# Challenge
In the abstract on silica aerogel in hybrid silica fume mortars, what dosage rates of sodium carbonate were used to activate the mortar mixtures?

# Passage to read
Mechanical, Pore Structure, Thermal Conductivity and Microstructure Properties of Silica Aerogel-Incorporated Hybrid Silica Fume Mortars

Abstract

It is a well-known fact that the use of a high amount of silica aerogel in cement-based mixtures contributes significantly to the thermal insulation properties of cement-based materials. However, the current manufacturing cost of silica aerogels is quite expensive compared to traditional insulating materials. This study focuses on the properties of alkali-activated hybrid silica fume mixtures containing silica aerogel powder at a low content rate. For this purpose, aerogel inclusion ratios were designed at 0%, 0.25% and 0.5% by weight of binder and the alkaline activation of the mortar mixtures was carried out with sodium carbonate (Na2CO3) at dosage rates of 0.1% and 0.2%, by weight of binder. After 2, 7 and 28 days of curing, the effect of the inclusion of a small amount of silica aerogel powder on the mechanical, thermal conductivity, pore structure properties and microstructure morphology of the hybrid silica fume mortar samples were investigated in detail. Experimental results show that the thermal insulation properties of the samples can be improved by 28% with a maximum compressive strength reduction of 2.4% in 0.25% aerogel-Incorporated samples. Due to the high level of gel pore formation (≈40%) in hybrid silica fume mortars, the negative effect of silica aerogel addition on the mechanical properties of the samples is limited. This study provides a new perspective on the use of silica aerogels in hybrid silica fume mortar mixtures.

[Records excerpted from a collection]
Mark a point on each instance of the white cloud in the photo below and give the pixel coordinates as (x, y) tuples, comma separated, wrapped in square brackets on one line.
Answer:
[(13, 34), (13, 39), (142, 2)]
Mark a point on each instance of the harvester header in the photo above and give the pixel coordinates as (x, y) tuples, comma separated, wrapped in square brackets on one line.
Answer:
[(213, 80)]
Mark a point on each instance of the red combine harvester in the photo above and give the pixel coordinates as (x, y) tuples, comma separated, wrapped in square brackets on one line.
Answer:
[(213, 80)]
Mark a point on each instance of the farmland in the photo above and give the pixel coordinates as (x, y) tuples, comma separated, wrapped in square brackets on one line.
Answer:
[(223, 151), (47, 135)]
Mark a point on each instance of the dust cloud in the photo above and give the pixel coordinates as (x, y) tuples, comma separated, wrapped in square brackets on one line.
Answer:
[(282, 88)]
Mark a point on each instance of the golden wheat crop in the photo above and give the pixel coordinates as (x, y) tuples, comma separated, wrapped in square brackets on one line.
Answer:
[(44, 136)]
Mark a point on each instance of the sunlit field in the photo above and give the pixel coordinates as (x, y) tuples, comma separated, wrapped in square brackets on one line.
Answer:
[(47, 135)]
---
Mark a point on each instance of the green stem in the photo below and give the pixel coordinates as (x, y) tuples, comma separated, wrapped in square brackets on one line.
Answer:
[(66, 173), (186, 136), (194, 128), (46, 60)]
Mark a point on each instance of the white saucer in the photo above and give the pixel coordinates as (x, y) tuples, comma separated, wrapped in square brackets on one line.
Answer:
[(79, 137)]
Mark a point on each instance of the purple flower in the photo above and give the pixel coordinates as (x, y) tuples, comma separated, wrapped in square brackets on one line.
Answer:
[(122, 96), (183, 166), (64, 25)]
...
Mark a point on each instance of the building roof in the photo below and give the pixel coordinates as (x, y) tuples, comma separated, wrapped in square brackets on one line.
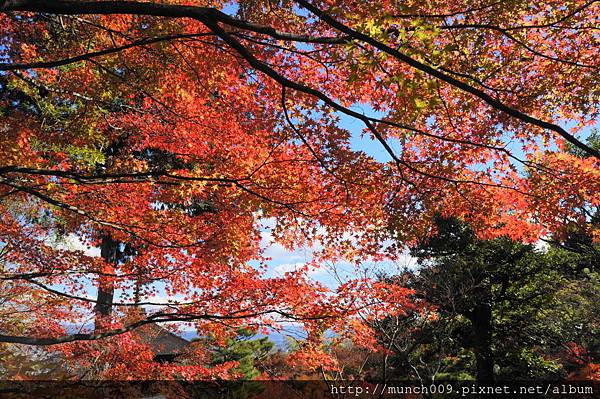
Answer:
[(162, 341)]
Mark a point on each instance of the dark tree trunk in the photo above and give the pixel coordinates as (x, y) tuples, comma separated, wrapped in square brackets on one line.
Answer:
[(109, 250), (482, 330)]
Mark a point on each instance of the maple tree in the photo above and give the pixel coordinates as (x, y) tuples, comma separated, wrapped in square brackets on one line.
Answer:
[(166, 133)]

# Solution
0.1% and 0.2% by weight of binder.